## Text to read

━━━━━━━━━━━━━━━━

Re: [Usability] search is not easy to find aka "a few minutes with gnome virgins"
- From: Matthew Paul Thomas <mpt myrealbox com>
- To: Gnome usability <usability gnome org>
- Cc: michael s gilbert gmail com
- Subject: Re: [Usability] search is not easy to find aka "a few minutes with gnome virgins"
- Date: Fri, 9 Jun 2006 16:38:35 -0400
On Jun 8, 2006, at 3:47 PM, Loïc Minier wrote:
...
"""
at work the other day a couple windows-locked coworkers of mine were
attempting to use a fedora system. they were attempting to figure out
if a particular application was available on the system. they had no
idea where to go to do a file search (they expected it to be in the
start menu, but gave up after they found it wasn't under applications).
Hardly surprising: a file search definitely isn't a "place". It's not
an application either, but at least "Applications" looks vaguely like a
Start menu.
so then they tried nautilus, but couldn't figure out where to go.
they dropped down to / where they were even more dumbfounded. a
comment was "what are all these directories and how am i supposed to
find anything in this mess."
That problem will continue until Fedora begins using human-readable
directory names (like GoboLinux, Mac OS, and Windows all do to varying
extents).
...
i suggested that they try the search under the gnome places menu, at
which point they were able to find some similarity to their
expectations. at first they used the defaults and only searched in
their home directory (inadvertently assuming that the file must not be
on the disk even though their search path was too limited),
Again, they were right and the OS was wrong. The default should be to
search everything you can access, just like in Web search engines,
because (a) you are likely to be searching for programs, which usually
aren't in your home folder, and (b) searching everything will usually
be quicker (as you suggested later) than choosing a correct scope then
searching within that.

━━━━━━━━━━━━━━━━

## Recorded data
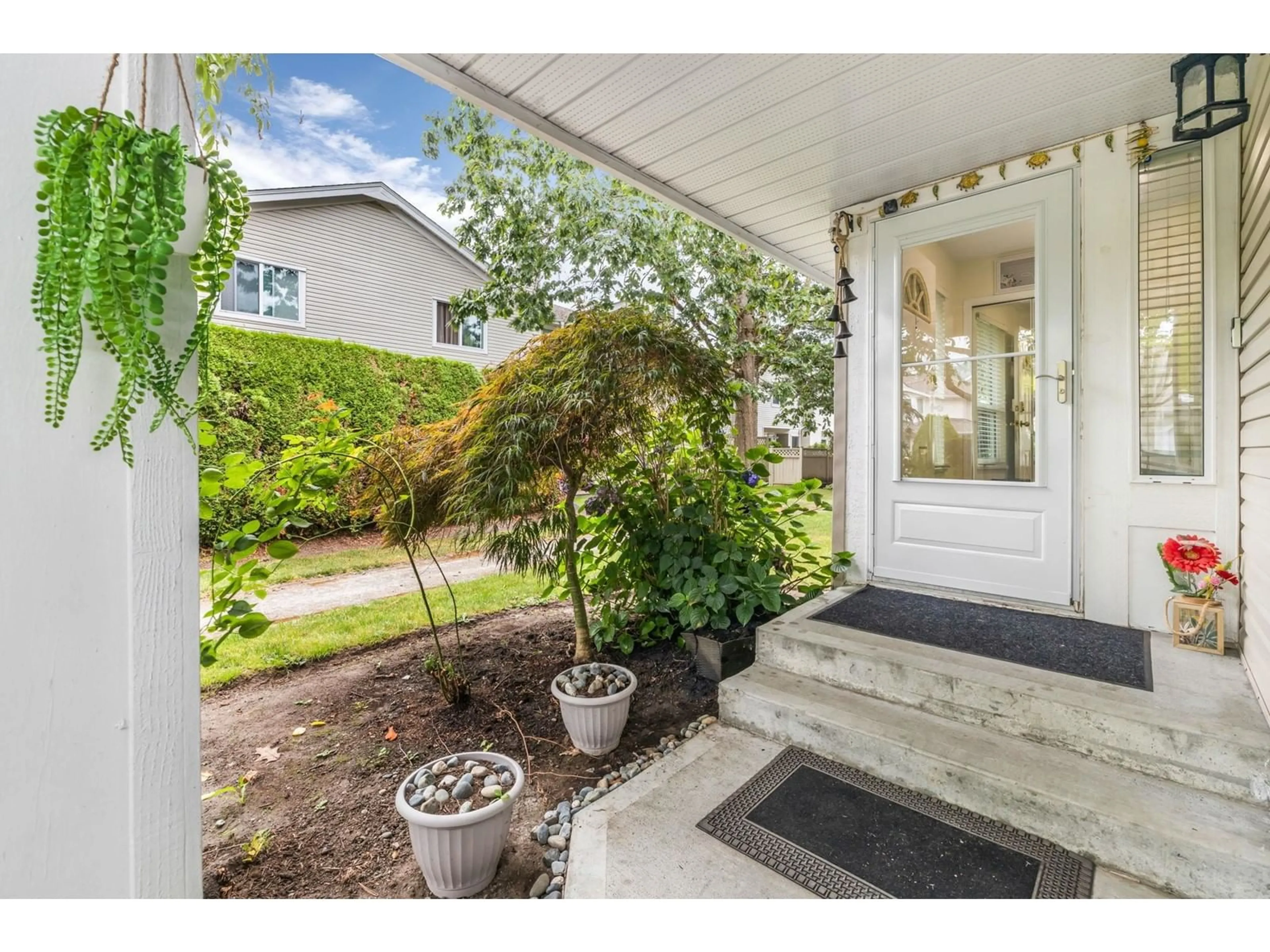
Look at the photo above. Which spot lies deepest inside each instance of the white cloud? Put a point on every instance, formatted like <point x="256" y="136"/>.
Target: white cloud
<point x="318" y="101"/>
<point x="329" y="153"/>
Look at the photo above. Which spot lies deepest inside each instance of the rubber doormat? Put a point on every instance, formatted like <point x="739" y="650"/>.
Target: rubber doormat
<point x="844" y="834"/>
<point x="1076" y="647"/>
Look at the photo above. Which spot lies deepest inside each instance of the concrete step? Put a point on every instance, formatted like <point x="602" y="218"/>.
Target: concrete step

━━━━━━━━━━━━━━━━

## Goals
**A.** After the data, recast the paragraph of the GNOME search usability message that begins "Again, they were right and the OS was wrong" as a short bulleted list that keeps its main facts.
**B.** Pick up the GNOME search usability message after its last sentence and continue writing it.

## Task answers
**A.**
- The users were right and the OS was wrong.
- By default, a search should cover everything the user can access, as Web search engines do.
- Reason (a): users are likely searching for programs, which usually aren't in the home folder.
- Reason (b): searching everything is usually quicker than choosing the correct scope and then searching within it.

**B.**
at which point i said you should search from the / directory. they
opened the gnome file selector, and could not figure out how to pick /
(in fact they didn't understand the concept of /, or how it relates to
something like c:). i also didn't know how to select / directly from
the gnome file selector this, but eventually figured out if you select
the topmost directory breakout at the top of the file selector that
you will get / as your selection. this is very non-obvious and needs
to be fixed.
Fortunately the dialog doesn't use the inscrutable "/" terminology, but
"File System" isn't much better, and the icon for it seems to be a
harmonica. Unfortunately there isn't really any good name for
"collection of obscurely-named things that has your files hidden in it
somewhere, and your programs in it spread across several other places,
but which can't be called your hard disk because it has your other
drives hidden inside it too".
so they tried their search, which completed *way* too fast for their
expectations (likely because they are used to windows searches taking
significant time to search an entire disk because file lists are not
cached as scrollkeeper does).
...
This is a bug in that while the Find tool tells you "No files found",
it does not mention what it was searching for, so there is no way to
distinguish between a search that has finished with no results and one
that hasn't started yet.
Thanks for your interesting report.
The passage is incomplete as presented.